— START Input rows —

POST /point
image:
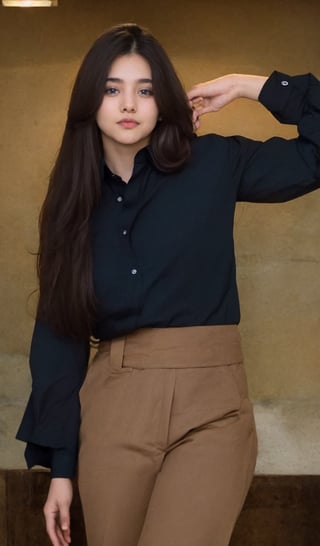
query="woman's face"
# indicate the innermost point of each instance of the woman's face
(128, 113)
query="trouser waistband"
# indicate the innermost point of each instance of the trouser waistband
(176, 347)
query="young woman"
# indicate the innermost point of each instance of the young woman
(136, 250)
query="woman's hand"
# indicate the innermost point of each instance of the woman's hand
(57, 511)
(212, 95)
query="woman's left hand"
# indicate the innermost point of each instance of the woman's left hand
(213, 95)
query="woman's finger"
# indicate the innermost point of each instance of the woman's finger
(51, 528)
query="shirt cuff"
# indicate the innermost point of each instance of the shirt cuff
(285, 96)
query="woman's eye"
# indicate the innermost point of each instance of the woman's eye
(146, 92)
(111, 91)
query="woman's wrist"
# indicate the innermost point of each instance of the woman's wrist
(249, 86)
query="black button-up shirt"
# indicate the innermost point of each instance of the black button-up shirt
(163, 252)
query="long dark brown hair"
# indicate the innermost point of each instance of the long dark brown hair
(67, 299)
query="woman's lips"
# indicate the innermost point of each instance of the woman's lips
(128, 123)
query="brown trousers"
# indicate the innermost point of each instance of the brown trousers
(167, 440)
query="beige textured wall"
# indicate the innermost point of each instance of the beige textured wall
(277, 245)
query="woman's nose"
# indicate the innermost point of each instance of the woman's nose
(128, 104)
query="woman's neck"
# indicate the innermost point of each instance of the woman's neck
(121, 160)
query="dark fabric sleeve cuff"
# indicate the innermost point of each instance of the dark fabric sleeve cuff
(285, 96)
(63, 462)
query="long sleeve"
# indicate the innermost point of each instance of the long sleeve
(278, 169)
(50, 424)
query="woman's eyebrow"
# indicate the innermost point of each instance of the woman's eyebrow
(119, 80)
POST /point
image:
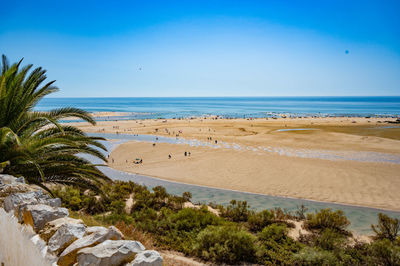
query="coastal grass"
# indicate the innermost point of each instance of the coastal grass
(238, 235)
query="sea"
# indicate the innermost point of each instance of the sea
(234, 107)
(231, 107)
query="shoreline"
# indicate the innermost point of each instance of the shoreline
(261, 194)
(309, 174)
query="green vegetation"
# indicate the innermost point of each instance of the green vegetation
(34, 144)
(387, 228)
(238, 235)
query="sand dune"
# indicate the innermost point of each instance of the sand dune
(373, 184)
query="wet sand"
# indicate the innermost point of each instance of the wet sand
(372, 184)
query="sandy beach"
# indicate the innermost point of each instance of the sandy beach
(366, 182)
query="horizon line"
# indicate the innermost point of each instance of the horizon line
(296, 96)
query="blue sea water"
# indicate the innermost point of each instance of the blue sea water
(142, 108)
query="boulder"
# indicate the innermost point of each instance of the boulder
(110, 252)
(68, 256)
(147, 258)
(51, 227)
(11, 180)
(95, 229)
(64, 236)
(38, 215)
(18, 201)
(43, 248)
(7, 189)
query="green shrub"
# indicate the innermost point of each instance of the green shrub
(225, 244)
(237, 211)
(385, 253)
(326, 218)
(301, 212)
(275, 232)
(386, 228)
(114, 218)
(275, 246)
(330, 239)
(314, 256)
(257, 221)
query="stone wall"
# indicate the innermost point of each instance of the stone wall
(56, 239)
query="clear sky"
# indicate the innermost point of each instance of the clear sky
(208, 48)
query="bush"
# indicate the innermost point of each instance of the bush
(225, 244)
(386, 228)
(237, 211)
(301, 212)
(385, 253)
(276, 247)
(330, 240)
(327, 219)
(259, 220)
(314, 256)
(275, 232)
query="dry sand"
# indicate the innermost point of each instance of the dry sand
(373, 184)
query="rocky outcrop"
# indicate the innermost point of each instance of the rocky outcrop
(110, 252)
(68, 256)
(10, 185)
(65, 235)
(147, 258)
(18, 201)
(38, 215)
(51, 227)
(63, 240)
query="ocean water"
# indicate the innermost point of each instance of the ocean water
(142, 108)
(361, 218)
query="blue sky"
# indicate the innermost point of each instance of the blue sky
(208, 48)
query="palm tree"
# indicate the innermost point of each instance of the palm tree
(34, 144)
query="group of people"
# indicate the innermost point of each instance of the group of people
(185, 153)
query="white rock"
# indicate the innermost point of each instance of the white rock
(51, 227)
(18, 201)
(65, 235)
(95, 229)
(38, 215)
(12, 201)
(9, 179)
(68, 256)
(110, 252)
(147, 258)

— END Input rows —

* _Task directions_
Omit every image. Quote each record exactly.

* _Reply to the task_
POST /point
image:
query="woman's face"
# indicate the innermost point of each instance of the woman's face
(128, 113)
query="trouser waistband"
# indicate the innermost point of each instance of the trouser waistband
(176, 347)
query="young woman"
# indicate the innermost point of each instance of the young woman
(136, 250)
query="woman's hand"
# indicate the innermost point of each instance of the woman's hand
(57, 511)
(212, 95)
query="woman's left hand"
# indicate the innermost point of each instance of the woman's left hand
(213, 95)
query="woman's finger"
# indicate the innermost point of each instance of the woman's finger
(51, 528)
query="shirt cuff"
# indicate the innermost point of each instance of the shirt cuff
(285, 96)
query="woman's eye"
# indicate the innermost point of each instance of the woman's eye
(146, 92)
(111, 91)
query="woman's wrist"
# indicate the innermost point of each instance of the woman's wrist
(249, 86)
query="black button-up shirt"
# indicate the innermost point of each instance of the black button-up shirt
(163, 252)
query="long dark brown hair"
# indicate the innermost point of each instance of the long dark brown hair
(67, 299)
query="woman's lips"
# indicate the innermost point of each instance of the woman's lips
(128, 123)
query="brown trousers"
# indicate the innermost point of each instance of the brown trousers
(167, 440)
query="beige textured wall"
# indicate the innermost point of each instance of the beige textured wall
(277, 245)
query="woman's nose"
# indicate the innermost point of each instance of the woman's nose
(128, 104)
query="woman's neck"
# indicate the innermost point of each instance of the woman's neck
(121, 160)
query="dark fabric sleeve cuff"
# indicate the innermost point of each instance of the dark fabric sleeve cuff
(285, 96)
(63, 462)
query="long sleeve"
# indicate the innermost point of each instance of the long sleeve
(278, 169)
(50, 424)
query="woman's eyebrow"
# indicate the innermost point of each instance of the woman's eyebrow
(119, 80)
POST /point
image:
query="coastal grass"
# indicate the innermost point of each instance of the coastal grass
(238, 235)
query="sea"
# indicate the innermost point of each instance of the sea
(234, 107)
(231, 107)
query="shoreline"
# indicate the innermost point of each instance of the shoreline
(261, 194)
(309, 174)
query="green vegetation"
# indicate the innermost point of each instance of the green vegetation
(34, 144)
(387, 228)
(238, 235)
query="sand dune"
# indicate the innermost point of each instance of the sand dune
(373, 184)
query="wet sand"
# indicate the innermost point of each instance of the wet sand
(372, 184)
query="sandy beach"
# indicate the innermost point of each instance of the sandy beach
(366, 182)
query="horizon line"
# indicate the innermost point of each instance of the horizon line
(296, 96)
query="blue sea water"
# indicate the innermost point of each instance of the blue sea water
(142, 108)
query="boulder"
# indicate the innermost point of each instance of the boulder
(110, 252)
(68, 256)
(147, 258)
(51, 227)
(11, 180)
(95, 229)
(64, 236)
(38, 215)
(18, 201)
(43, 248)
(7, 189)
query="green shrub"
# indicate the innermost point of each instance of the green shrub
(225, 244)
(237, 211)
(385, 253)
(326, 218)
(301, 212)
(275, 232)
(386, 228)
(114, 218)
(275, 246)
(330, 239)
(314, 256)
(257, 221)
query="stone wall"
# indicate the innermost point of each instance of the stone wall
(56, 239)
query="clear sky"
# indicate the innermost point of each instance of the clear sky
(208, 48)
query="bush"
# indicate the innermost point of each instance of the bush
(225, 244)
(386, 228)
(237, 211)
(301, 212)
(385, 253)
(276, 247)
(330, 240)
(327, 219)
(259, 220)
(314, 256)
(275, 232)
query="dry sand"
# indicate the innermost point of each instance of the dry sand
(373, 184)
query="rocky outcrop"
# indicate the innermost point of each instance of the rocky outcrop
(110, 252)
(68, 256)
(10, 185)
(65, 235)
(147, 258)
(18, 201)
(38, 215)
(51, 227)
(63, 240)
query="ocean water"
# indicate the innermost point of each instance of the ocean water
(142, 108)
(361, 218)
query="blue sky"
# indicate the innermost point of each instance of the blue sky
(208, 48)
query="palm tree"
# indicate the innermost point of each instance of the palm tree
(34, 144)
query="group of people"
# indicate the innermost point of each instance of the group of people
(185, 153)
query="white rock"
# indicate the innermost point of each instance of the white rock
(51, 227)
(18, 201)
(65, 235)
(95, 229)
(38, 215)
(12, 201)
(9, 179)
(68, 256)
(110, 252)
(147, 258)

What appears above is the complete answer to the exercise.